= GIVEN EXERCISE =
Copy every one of the items below word for word, keeping each line unchanged and in its original order.

---*---

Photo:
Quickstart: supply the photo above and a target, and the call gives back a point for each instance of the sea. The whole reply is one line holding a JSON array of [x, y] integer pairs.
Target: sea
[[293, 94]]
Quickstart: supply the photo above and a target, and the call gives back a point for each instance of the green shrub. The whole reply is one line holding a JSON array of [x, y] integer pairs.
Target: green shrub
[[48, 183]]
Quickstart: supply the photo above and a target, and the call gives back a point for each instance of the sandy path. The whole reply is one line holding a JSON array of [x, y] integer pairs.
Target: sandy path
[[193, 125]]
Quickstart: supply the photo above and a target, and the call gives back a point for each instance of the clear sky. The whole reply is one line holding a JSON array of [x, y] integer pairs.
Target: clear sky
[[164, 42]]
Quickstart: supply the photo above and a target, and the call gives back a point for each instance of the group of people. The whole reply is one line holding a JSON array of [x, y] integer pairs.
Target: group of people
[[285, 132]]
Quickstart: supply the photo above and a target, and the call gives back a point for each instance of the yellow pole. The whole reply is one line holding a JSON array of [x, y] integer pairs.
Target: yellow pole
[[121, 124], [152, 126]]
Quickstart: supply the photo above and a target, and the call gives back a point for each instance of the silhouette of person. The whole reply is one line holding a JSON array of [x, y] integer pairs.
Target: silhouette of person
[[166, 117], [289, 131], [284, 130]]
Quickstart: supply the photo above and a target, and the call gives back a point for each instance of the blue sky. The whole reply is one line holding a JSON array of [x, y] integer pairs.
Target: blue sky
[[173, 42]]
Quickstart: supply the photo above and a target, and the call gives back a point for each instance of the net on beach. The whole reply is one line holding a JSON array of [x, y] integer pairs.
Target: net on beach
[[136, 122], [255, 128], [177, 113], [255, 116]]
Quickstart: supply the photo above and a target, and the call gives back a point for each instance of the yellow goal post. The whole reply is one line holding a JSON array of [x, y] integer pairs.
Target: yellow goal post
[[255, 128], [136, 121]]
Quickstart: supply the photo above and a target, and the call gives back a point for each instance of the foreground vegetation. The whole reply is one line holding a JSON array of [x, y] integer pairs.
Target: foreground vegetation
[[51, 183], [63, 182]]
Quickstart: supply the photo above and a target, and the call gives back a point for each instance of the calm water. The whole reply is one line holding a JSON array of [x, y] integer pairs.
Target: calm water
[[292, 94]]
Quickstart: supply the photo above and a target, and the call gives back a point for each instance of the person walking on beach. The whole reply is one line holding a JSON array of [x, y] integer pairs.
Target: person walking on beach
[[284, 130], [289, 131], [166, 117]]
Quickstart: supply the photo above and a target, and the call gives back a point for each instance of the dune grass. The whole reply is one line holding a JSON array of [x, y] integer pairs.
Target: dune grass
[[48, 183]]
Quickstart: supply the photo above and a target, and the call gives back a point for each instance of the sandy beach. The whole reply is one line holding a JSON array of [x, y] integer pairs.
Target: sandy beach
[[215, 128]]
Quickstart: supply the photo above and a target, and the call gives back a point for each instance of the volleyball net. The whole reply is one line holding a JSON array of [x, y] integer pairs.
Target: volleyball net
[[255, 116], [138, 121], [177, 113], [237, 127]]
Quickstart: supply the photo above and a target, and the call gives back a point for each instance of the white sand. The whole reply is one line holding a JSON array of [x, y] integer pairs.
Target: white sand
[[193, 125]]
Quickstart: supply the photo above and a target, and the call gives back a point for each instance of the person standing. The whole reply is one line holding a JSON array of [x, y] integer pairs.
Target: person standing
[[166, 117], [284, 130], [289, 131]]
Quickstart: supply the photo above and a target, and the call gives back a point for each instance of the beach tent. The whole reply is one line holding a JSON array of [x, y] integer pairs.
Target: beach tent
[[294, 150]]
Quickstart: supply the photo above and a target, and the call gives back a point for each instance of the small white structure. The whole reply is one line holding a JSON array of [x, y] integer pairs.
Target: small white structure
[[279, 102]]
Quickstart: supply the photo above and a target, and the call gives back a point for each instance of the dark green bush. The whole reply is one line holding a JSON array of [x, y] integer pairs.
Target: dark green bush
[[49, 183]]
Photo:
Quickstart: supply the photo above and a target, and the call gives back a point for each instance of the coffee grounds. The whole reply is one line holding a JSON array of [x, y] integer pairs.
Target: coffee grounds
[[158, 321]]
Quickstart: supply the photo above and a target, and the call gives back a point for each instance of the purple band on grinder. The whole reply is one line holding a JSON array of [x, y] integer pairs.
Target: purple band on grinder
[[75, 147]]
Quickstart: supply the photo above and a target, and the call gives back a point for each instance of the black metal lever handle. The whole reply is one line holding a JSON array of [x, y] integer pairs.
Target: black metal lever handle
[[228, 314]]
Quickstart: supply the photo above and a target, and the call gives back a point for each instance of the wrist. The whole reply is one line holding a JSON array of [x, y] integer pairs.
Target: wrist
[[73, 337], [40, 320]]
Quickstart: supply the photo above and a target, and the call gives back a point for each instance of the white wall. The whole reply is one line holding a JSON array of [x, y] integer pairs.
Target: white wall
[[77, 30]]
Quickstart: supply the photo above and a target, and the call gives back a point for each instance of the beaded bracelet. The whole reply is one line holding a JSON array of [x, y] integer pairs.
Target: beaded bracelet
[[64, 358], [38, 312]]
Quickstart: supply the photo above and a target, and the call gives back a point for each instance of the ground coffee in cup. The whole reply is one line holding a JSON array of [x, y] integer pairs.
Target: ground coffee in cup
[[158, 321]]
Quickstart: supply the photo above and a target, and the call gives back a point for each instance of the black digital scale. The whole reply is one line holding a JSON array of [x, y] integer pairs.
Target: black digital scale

---*---

= WRITTEN ANSWER =
Photo:
Quickstart: supply the photo above and a target, and the call gives back a point for each instance of the sea. The whole reply is one line holding a JSON array of [x, y] integer pairs.
Target: sea
[[293, 94]]
Quickstart: supply the photo above and a target, and the call gives back a point for each instance of the green shrub. The whole reply is one line holding a JSON array of [x, y] integer pairs.
Target: green shrub
[[48, 183]]
Quickstart: supply the photo above and a target, and the call gives back a point for each instance of the sandy path. The whole reply is one line holding a JSON array of [x, y] integer pairs.
Target: sandy path
[[193, 125]]
Quickstart: supply the photo above and a target, and the call gives back a point for each instance of the clear sky. The whole reply is one line holding a JSON array of [x, y] integer pairs.
Target: clear sky
[[164, 42]]
Quickstart: supply the photo above and a target, and the call gives back a point for each instance of the group of people. The whole reply is one line holding a JSON array of [x, y] integer pairs.
Target: group of people
[[285, 132]]
Quickstart: supply the photo above and a target, and the call gives back a point for each instance of the yellow pole. The whole reply is one line holding a JSON array of [x, y] integer pairs.
Target: yellow pole
[[121, 124], [152, 126]]
Quickstart: supply the photo above and a target, and the call gives back a point for each instance of the silhouette of person. The whole reply is one line holding a JSON array of [x, y] integer pairs.
Target: silhouette of person
[[166, 117], [289, 131], [284, 130]]
Quickstart: supply the photo above and a target, and the call gives back a point for each instance of the blue sky. The whole reply is one line holding a JSON array of [x, y] integer pairs.
Target: blue sky
[[173, 42]]
Quickstart: supply the photo above and a target, and the call gives back a point for each instance of the net on beach. The whole reply is one line holding a JSON array of [x, y] integer pairs.
Target: net on beach
[[136, 122], [255, 128], [177, 113], [255, 116]]
Quickstart: supply the photo above and a target, and the call gives back a point for each instance of the yellow goal post. The whole reply is one line holding a JSON array of [x, y] integer pairs.
Target: yellow goal post
[[255, 128], [136, 121]]
Quickstart: supply the photo above and a target, and the call gives back a point for each instance of the foreground vegetation. The whole reply is one line holding a JSON array of [x, y] integer pairs.
Target: foreground vegetation
[[51, 183], [63, 182]]
Quickstart: supply the photo above and a target, and the call gives back a point for each instance of the calm water. The whole reply is one line holding a JSON array of [x, y] integer pairs.
Target: calm water
[[292, 94]]
Quickstart: supply the photo above and a target, and the call gives back a point for each instance of the person walking on beach. The whole reply is one line holding a JSON array of [x, y] integer pairs.
Target: person walking on beach
[[284, 130], [289, 131], [166, 117]]
Quickstart: supply the photo above and a target, and the call gives back a point for each instance of the dune grass. The whole reply is one line holding a JSON array of [x, y] integer pairs.
Target: dune grass
[[48, 183]]
Quickstart: supply the photo above and a target, and the call gives back a point for each instance of the sandy beach. The whole reply is one line holding a JSON array of [x, y] integer pairs.
Target: sandy beach
[[215, 128]]
Quickstart: supply the photo above and a target, and the call gives back a point for each instance of the volleyball net. The whole reply is one line holding a JSON array of [x, y] integer pairs.
Target: volleyball net
[[255, 116], [138, 121], [177, 113], [237, 127]]
Quickstart: supply the photo above and a target, and the call gives back a point for each instance of the white sand. The whole reply is one line holding a JSON array of [x, y] integer pairs.
Target: white sand
[[193, 125]]
Quickstart: supply the photo above and a target, and the call gives back a point for each instance of the person standing. The whole reply is one line holding a JSON array of [x, y] integer pairs.
Target: person standing
[[166, 117], [284, 130], [289, 131]]
Quickstart: supply the photo above and a target, and the call gives back a point for each instance of the beach tent. The whole reply is one line holding a JSON array of [x, y] integer pairs.
Target: beach tent
[[294, 150]]
Quickstart: supply the photo above and a target, and the call gives back a point for each instance of the small white structure. The whole reply is one line holding a JSON array of [x, y] integer pairs.
Target: small white structure
[[279, 102]]
Quickstart: supply the photo above and a target, and the call gives back a point for each instance of the dark green bush. The whole reply is one line holding a JSON array of [x, y] integer pairs.
Target: dark green bush
[[49, 183]]
Photo:
Quickstart: supply the photo above and a target, and the call gives back a point for each instance of the coffee grounds. The whole reply is one line holding a JSON array of [x, y] integer pairs.
Target: coffee grounds
[[158, 321]]
Quickstart: supply the photo above and a target, and the call gives back a point for each instance of the purple band on grinder. The whole reply is one line holding a JSON array of [x, y] integer pairs.
Target: purple band on grinder
[[75, 147]]
Quickstart: supply the photo above and a target, and the call gives back a point for each instance of the black metal lever handle. The whole reply is one line holding a JSON array of [x, y] integer pairs.
Target: black metal lever handle
[[228, 314]]
Quickstart: supply the photo above and a target, and the call gives back a point for each instance of the wrist. The whole reply is one line holding a JSON array of [x, y] integer pairs.
Target: wrist
[[73, 337], [40, 320]]
Quickstart: supply the photo above and a target, and the call gives back a point for each instance of the white wall. The whole reply is one line holding a JSON array of [x, y] integer pairs.
Target: white wall
[[77, 30]]
Quickstart: supply the photo above and a target, and the call gives back a point for each instance of the beaded bracelet. The whole reply is one line holding a JSON array of [x, y] integer pairs.
Target: beaded bracelet
[[64, 358], [38, 312]]
Quickstart: supply the photo above and a target, and the call gives back a point for each instance of the ground coffee in cup. The whole reply is one line holding a JSON array of [x, y] integer pairs.
Target: ground coffee in cup
[[158, 321]]
Quickstart: supply the photo above and a target, and the call gives back a point for each instance of the black digital scale. The whole reply is one line holding a JSON array of [x, y] integer pairs.
Target: black digital scale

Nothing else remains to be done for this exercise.